▸ **Direction**
Copy the rows from the very first one down to and including the row that contains "[[227, 481], [59, 465]]", requests and all, and scale every point coordinate in the answers by 1.3, rounding to whole numbers with halves going up. Leave the numbers in the requests and their format samples unchanged.

▸ **Records to process**
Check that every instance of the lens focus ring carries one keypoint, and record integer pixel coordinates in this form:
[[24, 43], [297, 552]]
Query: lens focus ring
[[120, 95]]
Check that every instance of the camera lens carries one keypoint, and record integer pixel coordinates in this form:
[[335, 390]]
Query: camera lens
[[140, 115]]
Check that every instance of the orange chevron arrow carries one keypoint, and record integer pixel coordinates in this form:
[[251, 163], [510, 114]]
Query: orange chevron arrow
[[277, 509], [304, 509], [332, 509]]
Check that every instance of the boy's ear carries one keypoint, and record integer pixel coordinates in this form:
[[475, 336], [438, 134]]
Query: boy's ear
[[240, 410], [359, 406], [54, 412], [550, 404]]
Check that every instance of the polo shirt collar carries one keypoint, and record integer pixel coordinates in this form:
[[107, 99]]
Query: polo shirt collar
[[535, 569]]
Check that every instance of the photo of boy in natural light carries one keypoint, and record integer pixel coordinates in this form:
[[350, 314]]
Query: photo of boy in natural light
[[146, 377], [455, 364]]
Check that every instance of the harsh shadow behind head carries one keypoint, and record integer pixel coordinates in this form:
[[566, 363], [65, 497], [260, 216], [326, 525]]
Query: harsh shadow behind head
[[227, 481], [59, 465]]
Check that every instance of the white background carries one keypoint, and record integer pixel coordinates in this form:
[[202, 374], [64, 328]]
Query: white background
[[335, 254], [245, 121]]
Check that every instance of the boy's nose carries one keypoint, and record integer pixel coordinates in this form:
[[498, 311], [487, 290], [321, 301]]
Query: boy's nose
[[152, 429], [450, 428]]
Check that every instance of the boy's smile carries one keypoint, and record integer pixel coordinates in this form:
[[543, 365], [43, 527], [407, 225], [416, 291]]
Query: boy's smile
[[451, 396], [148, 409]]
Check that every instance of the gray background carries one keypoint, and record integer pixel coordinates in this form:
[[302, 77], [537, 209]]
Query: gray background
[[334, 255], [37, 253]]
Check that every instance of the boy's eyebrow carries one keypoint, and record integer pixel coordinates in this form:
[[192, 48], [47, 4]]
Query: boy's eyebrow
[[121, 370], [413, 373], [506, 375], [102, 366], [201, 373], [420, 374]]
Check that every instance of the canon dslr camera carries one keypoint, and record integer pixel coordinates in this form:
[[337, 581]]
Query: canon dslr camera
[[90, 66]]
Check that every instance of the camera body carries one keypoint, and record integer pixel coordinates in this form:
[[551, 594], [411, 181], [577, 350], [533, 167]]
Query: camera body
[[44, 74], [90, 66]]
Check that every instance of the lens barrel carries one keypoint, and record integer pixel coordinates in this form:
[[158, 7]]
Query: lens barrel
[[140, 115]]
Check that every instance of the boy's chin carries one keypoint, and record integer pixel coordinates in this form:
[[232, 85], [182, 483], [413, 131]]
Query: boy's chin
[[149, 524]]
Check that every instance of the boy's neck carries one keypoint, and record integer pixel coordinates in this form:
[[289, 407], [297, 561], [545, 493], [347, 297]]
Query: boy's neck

▸ **Output of the exercise**
Check that every instance of the lens focus ring carries one keypoint, and record integer pixel coordinates in this form:
[[24, 43], [297, 552]]
Query: lens focus ring
[[156, 124]]
Check that every instance of the camera lens carries one keypoint, and record integer pixel coordinates in this form:
[[335, 390]]
Query: camera lens
[[182, 150]]
Check that every instance of the orange chevron arrow carries one keypoint, and record integer pixel coordinates in this form:
[[251, 163], [510, 114]]
Query: orange chevron arrow
[[360, 662], [395, 662], [432, 662]]
Check that every instance of the boy's ear carries one keypoint, and record integer pixel coordinates in this form:
[[475, 336], [438, 134]]
Query: boy's ear
[[312, 533], [467, 528], [70, 536], [715, 525]]
Check that every instance of the polo shirt collar carries one keypoint, and record integer pixel coordinates in this form:
[[107, 99]]
Query: polo shirt collar
[[696, 740]]
Check that every instance of the photo of boy in natural light carries one keypoint, and record integer pixel coordinates in this form:
[[350, 314]]
Query: photo of boy in natural light
[[190, 490], [592, 473]]
Check that every instance of the harsh shadow behind head carries one keypoint, and record integer pixel coordinates in this form:
[[566, 363], [65, 497], [260, 216], [326, 525]]
Query: harsh shadow behind head
[[295, 625], [77, 605]]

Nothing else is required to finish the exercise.